# Action item:
An exact copy of the records is needed; please leave the images out.

---+---

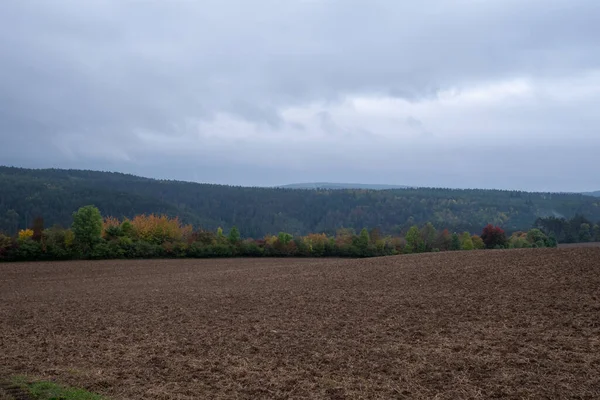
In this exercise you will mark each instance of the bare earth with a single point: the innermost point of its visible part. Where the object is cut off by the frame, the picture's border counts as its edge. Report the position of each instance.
(491, 324)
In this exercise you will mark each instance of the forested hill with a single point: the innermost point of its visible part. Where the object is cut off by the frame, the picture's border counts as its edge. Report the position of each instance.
(54, 194)
(329, 185)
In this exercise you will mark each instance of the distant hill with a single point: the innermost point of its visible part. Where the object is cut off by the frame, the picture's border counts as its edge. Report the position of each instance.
(329, 185)
(595, 194)
(55, 193)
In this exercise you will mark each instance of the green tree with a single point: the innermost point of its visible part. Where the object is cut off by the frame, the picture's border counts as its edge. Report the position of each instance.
(429, 235)
(284, 238)
(234, 235)
(478, 243)
(466, 242)
(535, 236)
(12, 218)
(585, 233)
(87, 227)
(414, 241)
(455, 242)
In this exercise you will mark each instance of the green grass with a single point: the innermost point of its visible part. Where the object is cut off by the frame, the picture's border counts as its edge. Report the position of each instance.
(43, 390)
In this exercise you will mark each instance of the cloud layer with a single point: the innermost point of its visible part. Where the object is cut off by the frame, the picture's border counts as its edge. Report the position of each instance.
(466, 93)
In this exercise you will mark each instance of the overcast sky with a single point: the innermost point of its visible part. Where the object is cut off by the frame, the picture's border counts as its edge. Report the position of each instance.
(452, 93)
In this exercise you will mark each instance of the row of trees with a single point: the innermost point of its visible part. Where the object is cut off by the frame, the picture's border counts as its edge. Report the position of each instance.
(575, 230)
(54, 194)
(149, 236)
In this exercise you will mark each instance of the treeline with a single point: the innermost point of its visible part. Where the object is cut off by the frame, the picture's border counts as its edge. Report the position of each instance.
(53, 193)
(152, 236)
(575, 230)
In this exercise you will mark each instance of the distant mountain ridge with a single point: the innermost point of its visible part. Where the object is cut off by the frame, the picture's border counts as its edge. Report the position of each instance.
(55, 194)
(333, 185)
(595, 194)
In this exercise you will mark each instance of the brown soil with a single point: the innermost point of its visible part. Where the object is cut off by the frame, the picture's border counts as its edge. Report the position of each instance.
(479, 325)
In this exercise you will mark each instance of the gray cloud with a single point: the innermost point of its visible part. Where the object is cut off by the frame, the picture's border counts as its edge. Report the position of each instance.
(113, 84)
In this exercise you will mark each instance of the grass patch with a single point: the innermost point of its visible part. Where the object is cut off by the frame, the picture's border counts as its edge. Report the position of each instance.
(44, 390)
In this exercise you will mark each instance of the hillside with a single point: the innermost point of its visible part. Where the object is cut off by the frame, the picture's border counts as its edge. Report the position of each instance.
(54, 194)
(329, 185)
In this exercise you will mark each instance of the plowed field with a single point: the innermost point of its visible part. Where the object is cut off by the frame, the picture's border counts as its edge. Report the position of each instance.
(491, 324)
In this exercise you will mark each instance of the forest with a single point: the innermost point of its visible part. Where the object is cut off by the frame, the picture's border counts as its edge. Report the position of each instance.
(93, 236)
(53, 194)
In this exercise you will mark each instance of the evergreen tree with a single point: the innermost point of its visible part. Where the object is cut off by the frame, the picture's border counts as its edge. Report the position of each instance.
(234, 235)
(455, 242)
(87, 227)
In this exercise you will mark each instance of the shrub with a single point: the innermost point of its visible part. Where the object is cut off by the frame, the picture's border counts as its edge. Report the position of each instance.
(493, 237)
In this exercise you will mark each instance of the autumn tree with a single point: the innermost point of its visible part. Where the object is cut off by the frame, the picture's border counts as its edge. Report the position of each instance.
(234, 235)
(477, 242)
(493, 237)
(429, 235)
(38, 229)
(87, 227)
(414, 241)
(466, 242)
(585, 233)
(444, 240)
(455, 242)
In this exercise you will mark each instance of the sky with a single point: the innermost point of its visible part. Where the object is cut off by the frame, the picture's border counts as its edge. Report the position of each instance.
(446, 93)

---+---

# Result below:
In this exercise you will mark each instance of the bare earth with a single point: the innermost point of its visible part. Where the object is cut off by the frame, the picture's border counts as its edge. Report the position of each instance.
(491, 324)
In this exercise you will mark each instance of the forested hill with a single point: the innermost point of its visible part. Where the object is cut off by the frame, the picture's border counts as its edge. Report the position of each instance.
(54, 194)
(329, 185)
In this exercise you will mark each instance of the distant hill with a single point: the innermost point of its visible part. Where the object is cut off by the frame, the picture's border counts as its edge. Report the position of each instance.
(329, 185)
(595, 194)
(55, 193)
In this exercise you will mark each instance of the green tree with a single point: the innermost point of its visible part. Where the object is cut off by the frame, the picture's border counts as its edge. Report the position of each instance.
(429, 235)
(284, 238)
(234, 235)
(478, 243)
(466, 242)
(535, 236)
(12, 218)
(585, 233)
(87, 227)
(414, 241)
(455, 242)
In this exercise you will mark each instance of the green grass with a single point: the innermost point of its visible part. Where the object is cut off by the frame, the picture's border counts as its edge. Report the position of each instance.
(43, 390)
In this exercise you will mark each instance of the cloud layer with a single point: the innermost point of its visible part. Where the object is cut off by the frame, the picture's border counts as its edge. Report the position of each instance.
(466, 93)
In this exercise you will mark each instance of the overcast sky with a single point: the innermost point of its visible part. Where the object is cut off by the frame, the picture's border counts as its edge. Report the position of each instance.
(452, 93)
In this exercise you will mark each instance of the row of trees with a single point: the innermost point of its visible part. Where the object is cut off by the frame, the picture's border counts as its edge. Report the position of each instance.
(575, 230)
(54, 194)
(149, 236)
In this exercise you will mark each instance of the treeline with a single point: the innermost point of its visible part. Where the object is cut off by the frame, the picture's border counts as its edge. Report the position of each instance.
(53, 193)
(152, 236)
(575, 230)
In this exercise you will mark each instance of the distant mountain ridge with a single point: the innermost point of its visible part. Where the object is cut off by the frame, the picture's border counts as its edge. Report the position of each instance.
(55, 194)
(333, 185)
(595, 194)
In this exercise you will mark each instance of the brown soil with a single point: the innermost point of its visible part. Where the object is cut off by the frame, the picture's border counts as its edge. Report the position of each instance.
(479, 325)
In this exercise you will mark each instance of the gray cloud with a single point: the innermost point of its visible part. Where the object is cut off by the frame, the picture's border counts as its edge. Report the position of each instance.
(113, 84)
In this exercise you will mark each instance of the grass patch with a single point: the innermost point of its visible part. Where the object is cut off by the frame, the picture's border counts as its edge. Report the position of each instance.
(44, 390)
In this exercise you will mark each instance of the hillside with a single point: the innermost point of its visible part. Where the object is cut off by the frame, the picture's border counts as its edge. Report the position of each instance.
(54, 194)
(329, 185)
In this exercise you will mark each instance of the plowed field with a single point: the innermost point of its visible part. Where the object is cut off by the frame, the picture's border counts as its edge. Report the position of each instance.
(491, 324)
In this exercise you will mark each instance of the forest with a single point: the innermost point of its visible part. Where the object is cut off by the frame, the picture's border counts as its edge. Report the position of each instance.
(93, 236)
(53, 194)
In this exercise you will mark each instance of the evergreen tree with a single point: the innermost point of its visible part. Where the object is cut off by the frame, the picture's border counts as its edge. Report the position of each instance.
(234, 235)
(455, 242)
(87, 227)
In this exercise you will mark each instance of the shrub with a single point: the innermost point of its visible part. Where the object is cut off by the frame, the picture's border counts as its edge. Report the position of each instance.
(493, 237)
In this exercise you will mark each instance of the autumn tree with a single point: the innermost point of its visible part. Where the object is cut off by the frame, the picture's border counts as its edge. Report the position of each instance.
(234, 235)
(477, 242)
(493, 237)
(429, 235)
(38, 229)
(87, 227)
(414, 241)
(466, 242)
(585, 233)
(444, 240)
(455, 242)
In this exercise you will mark each instance of the sky with a single point: the innermost point of its visible part. Where the object is cut off by the frame, the picture's border counts as its edge. Report the position of each instance.
(446, 93)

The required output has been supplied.